• RECORDS FOR THE EXERCISE:
====

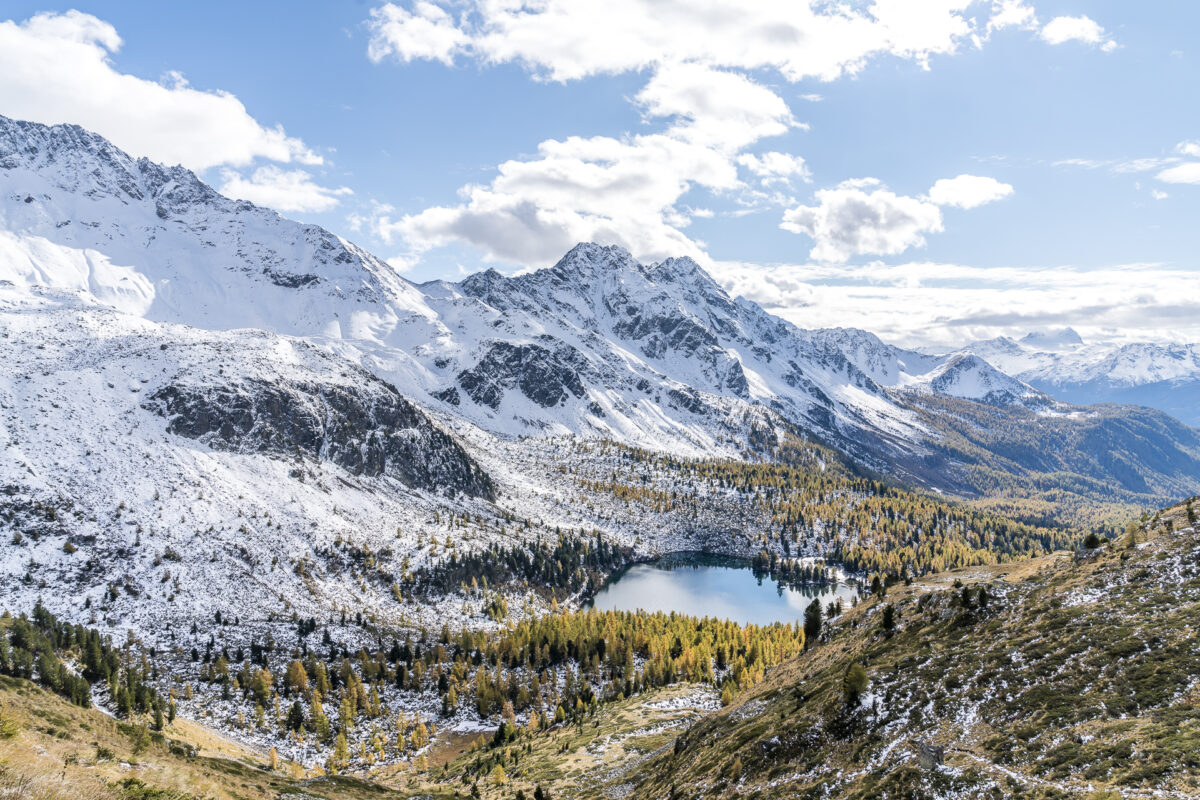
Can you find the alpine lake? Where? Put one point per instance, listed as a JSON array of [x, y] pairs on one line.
[[701, 584]]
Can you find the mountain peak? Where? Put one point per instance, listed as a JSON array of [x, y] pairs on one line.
[[1053, 338], [588, 260]]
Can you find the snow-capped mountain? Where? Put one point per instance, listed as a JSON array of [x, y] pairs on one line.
[[598, 346], [1165, 377]]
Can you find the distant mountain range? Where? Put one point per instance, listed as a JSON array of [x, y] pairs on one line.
[[177, 361], [1161, 376]]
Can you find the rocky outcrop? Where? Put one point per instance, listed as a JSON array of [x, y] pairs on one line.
[[369, 429], [546, 377]]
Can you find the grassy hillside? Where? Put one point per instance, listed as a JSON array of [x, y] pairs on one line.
[[1053, 677], [1071, 679], [1092, 468]]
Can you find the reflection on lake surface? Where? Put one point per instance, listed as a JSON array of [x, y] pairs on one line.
[[706, 585]]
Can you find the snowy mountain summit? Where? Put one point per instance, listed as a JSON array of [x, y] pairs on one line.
[[220, 344]]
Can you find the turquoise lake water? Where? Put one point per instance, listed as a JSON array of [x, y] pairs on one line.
[[705, 585]]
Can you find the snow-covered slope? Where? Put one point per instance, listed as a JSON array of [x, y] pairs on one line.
[[1165, 377], [655, 355]]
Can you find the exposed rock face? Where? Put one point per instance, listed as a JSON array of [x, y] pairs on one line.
[[371, 431], [545, 377]]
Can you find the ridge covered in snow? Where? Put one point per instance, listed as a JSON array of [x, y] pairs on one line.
[[1163, 376]]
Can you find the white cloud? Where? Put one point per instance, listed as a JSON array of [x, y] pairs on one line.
[[849, 221], [425, 32], [1012, 13], [941, 304], [1189, 149], [775, 167], [57, 68], [1188, 173], [281, 190], [713, 107], [1077, 29], [595, 188], [705, 107], [622, 191], [565, 40], [967, 191]]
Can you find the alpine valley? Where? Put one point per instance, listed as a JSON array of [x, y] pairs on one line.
[[295, 525]]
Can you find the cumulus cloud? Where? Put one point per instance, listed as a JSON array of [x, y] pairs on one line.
[[1186, 173], [863, 217], [565, 40], [967, 191], [937, 304], [707, 101], [57, 67], [595, 188], [281, 190], [707, 112], [775, 167], [850, 221], [1077, 29], [426, 31], [1012, 13], [714, 107]]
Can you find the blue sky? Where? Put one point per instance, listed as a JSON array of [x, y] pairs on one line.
[[649, 125]]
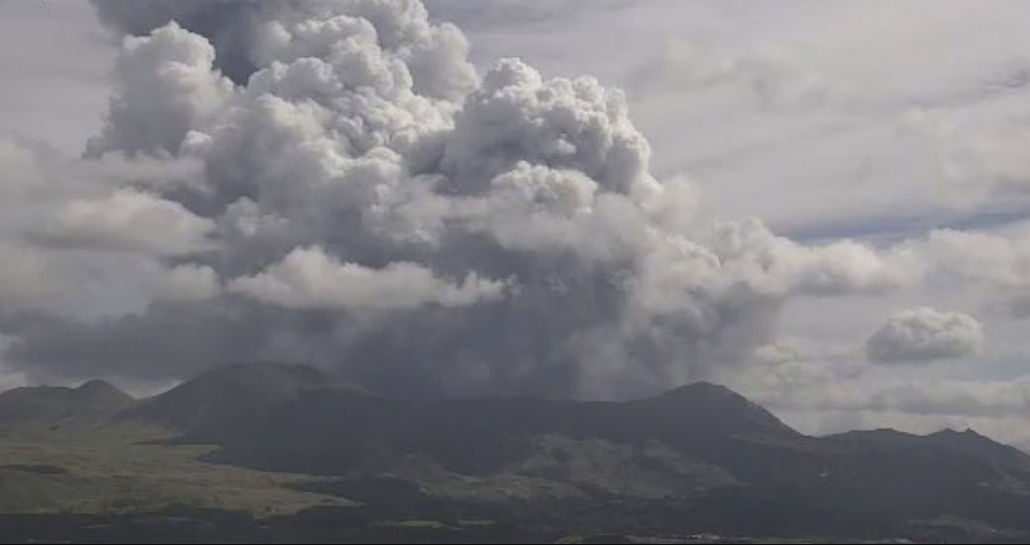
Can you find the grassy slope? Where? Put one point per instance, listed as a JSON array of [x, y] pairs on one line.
[[113, 470]]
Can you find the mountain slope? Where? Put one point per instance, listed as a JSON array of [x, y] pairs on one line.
[[52, 406], [229, 394]]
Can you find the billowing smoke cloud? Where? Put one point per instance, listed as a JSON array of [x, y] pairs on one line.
[[925, 335], [369, 203]]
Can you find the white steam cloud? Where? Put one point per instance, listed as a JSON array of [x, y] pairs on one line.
[[925, 335], [366, 201]]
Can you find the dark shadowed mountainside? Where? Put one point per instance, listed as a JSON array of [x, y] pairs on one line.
[[698, 458]]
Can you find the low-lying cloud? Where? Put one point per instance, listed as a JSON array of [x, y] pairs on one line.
[[925, 335], [350, 193]]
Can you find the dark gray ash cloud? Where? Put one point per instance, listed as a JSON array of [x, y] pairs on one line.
[[365, 201]]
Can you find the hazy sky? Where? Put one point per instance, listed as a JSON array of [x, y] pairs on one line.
[[832, 216]]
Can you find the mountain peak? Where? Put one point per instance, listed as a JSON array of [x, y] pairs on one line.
[[234, 390], [717, 409], [32, 406], [102, 389]]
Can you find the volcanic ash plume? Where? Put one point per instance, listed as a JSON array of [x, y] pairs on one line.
[[378, 207]]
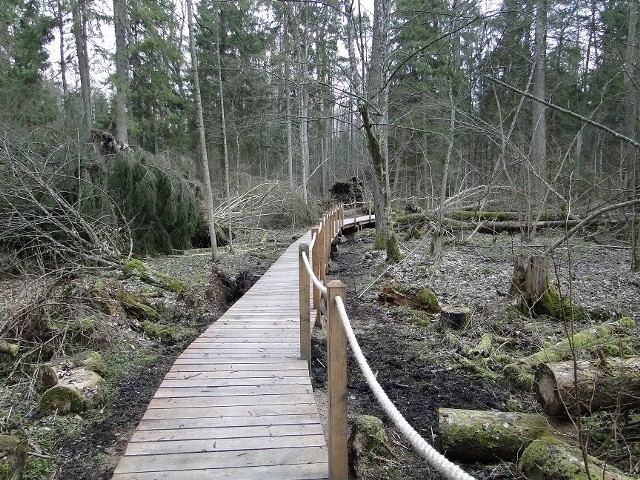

====

• WORK REQUIRED: Copy all of the data above word for word, including every point list, and omit the pictures.

• ANSWER TO THIS PROBLEM:
Can you find the alpine lake? Where? Put one point per instance, listed as a JSON array of [x, y] pairs on one line.
[[701, 584]]
Can you find the mountain peak? Where? Put one point per instance, listed as a JSON array of [x, y] pairs on one line.
[[1053, 338], [588, 260]]
Can you find the snow-capped mountain? Where? Put one point per instance, listed as a JSON array of [x, y] pairs on one line.
[[598, 346], [1165, 377]]
Can you find the distant mountain range? Where? Put one point per instance, listed as a JSON array of [x, y] pairs on one line.
[[177, 361], [1161, 376]]
Can you find the rocky outcrop? Where? Put one point per instance, listed as a JSON array of [x, y] pairs on one line.
[[369, 429], [546, 377]]
Can you find the grassy hillside? Where? Put one point per instance, listed as a JSON array of [x, y] pairs on one line.
[[1053, 677], [1071, 679], [1092, 468]]
Can you find the reflection on lake surface? Where? Put one point per instance, listed as a JSON array of [x, y] pairs on one line.
[[706, 585]]
Can you find the snowy mountain summit? Where? Put one point per instance, listed as a JSON array of [x, y] pairs on one line.
[[220, 344]]
Can you find the turquoise lake water? Where? Put one point per instance, listed as a JSON array of [x, y] pairs on one line.
[[705, 585]]
Can you find the snow-covered slope? Where? Put one point per instance, listed as a JSON array of [x, y] pairs on one line.
[[1165, 377], [655, 355]]
Can you find the exposed rock face? Where? Put one point per instance, listed as a JSON array of [x, y] pairs on one line.
[[371, 431], [545, 377]]
Can you find the ridge covered in snow? Where? Put one point per instance, listed as a JSON array of [x, y] pairs on one line.
[[1163, 376]]
Can you find the white cloud? Where? Put one point per instance, listed as a JSON array of [x, y] pairs on one line.
[[849, 221], [425, 32], [1012, 13], [941, 304], [1189, 149], [775, 167], [57, 68], [1188, 173], [281, 190], [713, 107], [1077, 29], [595, 188], [705, 107], [622, 191], [565, 40], [967, 191]]
Can you find the alpine valley? Where? Put one point per instance, listed as a JSON array of [x, y] pairs on one line.
[[295, 525]]
Can you find the cumulus cloud? Where? Put one point per instance, listed as a JSON array of [x, y] pairs on one line.
[[1186, 173], [863, 217], [565, 40], [967, 191], [937, 304], [707, 101], [57, 67], [595, 188], [281, 190], [707, 112], [775, 167], [850, 221], [1077, 29], [426, 31], [1012, 13], [714, 107]]
Can you find the blue sky? Where? Put one point per instance, listed as a JSON array of [x, y] pairs on one line.
[[649, 125]]
Can you find the grassy slope? Where? Put one point per instance, listed as a JSON array of [x, y] pairs on one line.
[[113, 470]]
Can you find the mountain slope? Where? Put one point per instance, listed as a JSON array of [x, y] pairs on one line.
[[52, 406], [229, 394]]
Can you find the billowing smoke cloud? Where? Put one point per instance, listed as a JSON array of [x, y] pairs on one line.
[[925, 335], [369, 203]]
Can you find the white steam cloud? Where? Put one point per instance, listed as a JSON array of [x, y] pairs on one line.
[[925, 335], [366, 201]]
Can you find the dark shadowed mountainside? Where? Put one point per instance, listed as a JSON array of [x, y] pairs on one line.
[[698, 458]]
Can you find the low-lying cloud? Where? Put one point per instance, listed as a JSON array of [x, y] pairs on one line.
[[925, 335], [350, 193]]
Can you find the dark gray ash cloud? Where? Put one point per instance, listed as a JSON array of [x, y] pairs on one line.
[[365, 201]]
Can you find the hazy sky? Where? Put one point per instance, listed as a JSON array of [x, y] pairs on one line.
[[832, 216]]
Can you find the mountain peak? Where? Put one point per instance, listed as a JSON array of [x, y] pairs on one line.
[[234, 390], [717, 409], [32, 406], [102, 389]]
Can you find the volcanic ash plume? Where? Put one point per instance, listed as a JSON array of [x, y] pairs on one line.
[[378, 207]]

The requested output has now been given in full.